* [取り組む課題]: 「Target: soil」を含む行からデータの末尾までを、「garden bed」だけを「flower bed」に替え、ほかは一切変えずに書き直すこと。

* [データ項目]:
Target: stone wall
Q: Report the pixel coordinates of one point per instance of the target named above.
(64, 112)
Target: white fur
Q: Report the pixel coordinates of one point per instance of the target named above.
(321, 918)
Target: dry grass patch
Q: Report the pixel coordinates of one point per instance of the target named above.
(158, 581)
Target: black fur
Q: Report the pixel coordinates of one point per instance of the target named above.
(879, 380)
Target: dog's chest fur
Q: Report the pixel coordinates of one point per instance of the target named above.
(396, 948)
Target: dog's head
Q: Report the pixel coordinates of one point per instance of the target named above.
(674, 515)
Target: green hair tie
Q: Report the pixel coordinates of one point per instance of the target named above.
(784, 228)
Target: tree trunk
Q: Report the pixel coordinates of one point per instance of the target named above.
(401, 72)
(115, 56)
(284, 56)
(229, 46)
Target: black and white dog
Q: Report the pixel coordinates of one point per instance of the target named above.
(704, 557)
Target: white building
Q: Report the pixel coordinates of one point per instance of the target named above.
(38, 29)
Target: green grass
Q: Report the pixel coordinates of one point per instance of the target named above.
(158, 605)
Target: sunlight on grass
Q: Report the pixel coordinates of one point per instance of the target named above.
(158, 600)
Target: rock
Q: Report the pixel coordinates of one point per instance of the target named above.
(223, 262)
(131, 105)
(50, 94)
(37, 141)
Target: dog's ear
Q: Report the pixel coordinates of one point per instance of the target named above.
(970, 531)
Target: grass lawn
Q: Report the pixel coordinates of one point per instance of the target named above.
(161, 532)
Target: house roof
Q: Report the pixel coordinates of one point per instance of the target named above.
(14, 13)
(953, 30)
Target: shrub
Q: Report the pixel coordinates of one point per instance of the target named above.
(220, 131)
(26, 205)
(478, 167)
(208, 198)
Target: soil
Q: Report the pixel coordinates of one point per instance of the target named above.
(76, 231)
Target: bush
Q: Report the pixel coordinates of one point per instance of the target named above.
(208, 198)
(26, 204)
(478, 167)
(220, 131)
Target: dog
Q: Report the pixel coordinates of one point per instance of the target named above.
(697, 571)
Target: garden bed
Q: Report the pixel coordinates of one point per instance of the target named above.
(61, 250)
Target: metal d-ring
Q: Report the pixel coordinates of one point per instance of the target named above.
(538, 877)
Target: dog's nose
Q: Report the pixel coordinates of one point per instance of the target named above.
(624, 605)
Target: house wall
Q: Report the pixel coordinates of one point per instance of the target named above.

* [記述回答]:
Target: soil
Q: Report the pixel coordinates of one point per instance of the target named above.
(76, 231)
Target: bush
Q: Report the pixel coordinates of one point per instance of the target named above.
(208, 198)
(26, 204)
(478, 167)
(220, 131)
Target: dog
Q: Report the pixel coordinates of one point per instance of the target named above.
(697, 571)
Target: flower bed
Q: Report the pixel coordinates of one point per instance of the target named above.
(61, 250)
Target: metal d-ring
Q: Report the pixel coordinates of one point per instance of the target named above.
(538, 877)
Target: dog's nose
Q: Report the pixel coordinates of one point per instance of the target named above.
(624, 605)
Target: house wall
Q: Report the pixel coordinates of one point per instance of the target named above.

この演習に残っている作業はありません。